Other devices are fixed to certain wavelengths because of gas transmission lines or design constraints. Although NECSELs are not tunable, their wavelengths can be adapted for specific applications. "Today, with epitaxial growth on GaAs substrates you can go from 915 to 1150 nm and we can grow a particular wavelength in this region to within ±1 nm," said Cannon.
Currently frequency doubling only yields visible wavelengths from 458 nm blue light up to 575 nm yellow light, but other wavelength ranges are possible by growing different III-V materials onto the GaAs substrate, says Cannon. The firm is looking at ways to directly generate red light without having to frequency double an infrared NECSEL.
"The high demand we are seeing now is for red in the 635-650 nm region," he commented, adding that there is also interest in 405 nm for bioanalytical instruments and holographic optical storage.
In producing high-power visible source NECSELs Novalux has moved well away from the roots of the technology in VCSELs. "We don't really follow the VCSEL market," said Cannon. "VCSEL manufacturers mostly target the telco market and we don't look at them as competitors."
And in the future the company could move even further away from traditional VCSELs. It is currently developing two other concepts that could evolve into commercial products. The first product, known as Stellar, is much smaller than the Protera and is able to generate visible light. The firm's other project, the Magnus laser, is to make an array or strip of NECSELs. These could be cut from a single wafer and yield higher-power lasers for applications such as flow cytometry and micro-materials processing.
Novalux is already discussing its ideas with customers. And if Cannon's predictions are right, then ideas such as these could pose a significant threat to the manufacturers of traditional lasers.

####

▶ [Required work]
A: Answer these questions using the passage on Novalux's NECSELs:
(i) What wavelength range can epitaxial growth on GaAs substrates cover?
(ii) In which region is there high demand for red light?
(iii) What does the Magnus laser project aim to make?
B: Summarize the passage on Novalux's NECSELs in two sentences.
C: Quote the passage on Novalux's NECSELs starting at "Currently frequency doubling" and ending at "holographic optical storage.".
The entries that come next are separate material from the passage on Novalux's NECSELs.

####

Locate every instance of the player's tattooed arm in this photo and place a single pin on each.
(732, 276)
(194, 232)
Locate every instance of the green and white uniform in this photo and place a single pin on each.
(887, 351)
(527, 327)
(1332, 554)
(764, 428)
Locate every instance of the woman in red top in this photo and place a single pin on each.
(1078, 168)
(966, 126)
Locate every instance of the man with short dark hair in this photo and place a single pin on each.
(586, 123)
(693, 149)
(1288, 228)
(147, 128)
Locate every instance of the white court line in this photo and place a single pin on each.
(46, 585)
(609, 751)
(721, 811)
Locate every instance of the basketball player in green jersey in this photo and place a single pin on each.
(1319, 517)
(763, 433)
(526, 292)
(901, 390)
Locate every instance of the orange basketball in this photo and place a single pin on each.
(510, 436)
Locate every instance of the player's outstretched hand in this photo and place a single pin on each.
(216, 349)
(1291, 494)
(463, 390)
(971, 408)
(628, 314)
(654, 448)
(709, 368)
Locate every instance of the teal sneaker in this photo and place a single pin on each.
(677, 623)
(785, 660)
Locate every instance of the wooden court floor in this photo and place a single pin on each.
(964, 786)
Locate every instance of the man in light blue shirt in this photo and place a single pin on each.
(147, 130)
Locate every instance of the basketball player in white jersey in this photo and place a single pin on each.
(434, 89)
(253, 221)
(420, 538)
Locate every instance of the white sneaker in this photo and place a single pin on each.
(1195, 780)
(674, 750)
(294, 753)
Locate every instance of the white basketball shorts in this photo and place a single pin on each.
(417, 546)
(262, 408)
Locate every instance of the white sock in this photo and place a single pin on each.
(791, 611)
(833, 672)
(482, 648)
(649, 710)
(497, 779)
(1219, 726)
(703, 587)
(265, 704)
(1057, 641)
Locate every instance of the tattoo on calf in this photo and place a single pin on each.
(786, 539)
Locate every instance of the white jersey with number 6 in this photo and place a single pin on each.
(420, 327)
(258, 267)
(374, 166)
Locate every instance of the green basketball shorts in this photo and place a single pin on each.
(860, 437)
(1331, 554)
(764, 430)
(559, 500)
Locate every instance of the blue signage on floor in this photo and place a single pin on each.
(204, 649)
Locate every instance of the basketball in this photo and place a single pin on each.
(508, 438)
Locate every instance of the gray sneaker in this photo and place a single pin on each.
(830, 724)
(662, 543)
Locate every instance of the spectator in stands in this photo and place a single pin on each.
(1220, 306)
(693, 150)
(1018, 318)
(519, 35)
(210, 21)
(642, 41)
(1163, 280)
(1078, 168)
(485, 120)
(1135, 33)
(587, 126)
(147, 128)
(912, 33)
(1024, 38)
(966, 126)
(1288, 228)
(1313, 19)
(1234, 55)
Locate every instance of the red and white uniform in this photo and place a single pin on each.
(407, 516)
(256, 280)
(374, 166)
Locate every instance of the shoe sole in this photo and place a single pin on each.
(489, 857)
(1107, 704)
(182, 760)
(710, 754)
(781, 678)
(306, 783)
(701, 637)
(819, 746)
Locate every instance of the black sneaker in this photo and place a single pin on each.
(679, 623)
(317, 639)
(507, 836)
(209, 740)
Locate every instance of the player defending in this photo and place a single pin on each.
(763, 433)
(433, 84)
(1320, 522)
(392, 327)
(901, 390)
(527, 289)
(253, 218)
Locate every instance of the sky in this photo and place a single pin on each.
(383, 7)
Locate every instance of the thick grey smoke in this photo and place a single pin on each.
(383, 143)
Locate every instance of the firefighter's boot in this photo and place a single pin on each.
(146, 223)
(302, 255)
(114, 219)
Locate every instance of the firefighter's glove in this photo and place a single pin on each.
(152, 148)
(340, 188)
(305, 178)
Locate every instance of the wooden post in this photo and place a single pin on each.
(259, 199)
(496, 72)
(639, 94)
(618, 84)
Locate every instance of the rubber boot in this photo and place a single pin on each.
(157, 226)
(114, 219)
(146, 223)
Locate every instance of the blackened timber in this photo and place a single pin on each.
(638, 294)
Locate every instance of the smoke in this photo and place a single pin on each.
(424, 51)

####

▶ [Responses by task]
A:
(i) From 915 to 1150 nm.
(ii) The 635-650 nm region.
(iii) An array or strip of NECSELs.

B: NECSELs are not tunable, but on GaAs substrates they can be grown to a chosen wavelength between 915 and 1150 nm, and frequency doubling now yields visible light from 458 to 575 nm, while the strongest demand is for red at 635-650 nm. Novalux, which does not regard VCSEL manufacturers as competitors, is developing the smaller Stellar and the Magnus array of NECSELs, ideas that could significantly threaten traditional laser manufacturers if Cannon's predictions are right.

C:
Currently frequency doubling only yields visible wavelengths from 458 nm blue light up to 575 nm yellow light, but other wavelength ranges are possible by growing different III-V materials onto the GaAs substrate, says Cannon. The firm is looking at ways to directly generate red light without having to frequency double an infrared NECSEL.
"The high demand we are seeing now is for red in the 635-650 nm region," he commented, adding that there is also interest in 405 nm for bioanalytical instruments and holographic optical storage.